— Start DATA SHOWN —

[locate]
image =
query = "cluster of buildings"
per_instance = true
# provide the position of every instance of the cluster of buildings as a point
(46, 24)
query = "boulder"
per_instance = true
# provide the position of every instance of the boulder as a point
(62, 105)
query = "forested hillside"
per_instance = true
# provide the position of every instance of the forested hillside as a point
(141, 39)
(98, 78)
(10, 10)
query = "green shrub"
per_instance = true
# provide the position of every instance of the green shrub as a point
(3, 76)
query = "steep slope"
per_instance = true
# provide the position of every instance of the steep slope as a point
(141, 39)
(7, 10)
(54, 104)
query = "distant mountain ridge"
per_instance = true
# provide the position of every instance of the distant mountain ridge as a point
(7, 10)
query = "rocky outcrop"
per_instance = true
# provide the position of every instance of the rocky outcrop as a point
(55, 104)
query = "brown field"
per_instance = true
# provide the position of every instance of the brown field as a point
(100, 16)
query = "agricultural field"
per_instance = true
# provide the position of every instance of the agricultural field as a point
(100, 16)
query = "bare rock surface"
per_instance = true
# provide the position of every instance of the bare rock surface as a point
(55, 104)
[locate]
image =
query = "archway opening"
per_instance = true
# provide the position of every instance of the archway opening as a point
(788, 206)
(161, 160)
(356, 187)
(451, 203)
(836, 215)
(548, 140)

— End DATA SHOWN —
— Start DATA SHOWN —

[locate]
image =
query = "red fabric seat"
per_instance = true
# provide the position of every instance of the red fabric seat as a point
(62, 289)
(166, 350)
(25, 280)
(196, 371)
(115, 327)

— End DATA SHOWN —

**WHAT YOU WILL DO**
Return each line of the data above that contains the word "hillside".

**WRITTEN REPLY**
query = "forested hillside"
# provide the position of every instance of the forested hillside as a point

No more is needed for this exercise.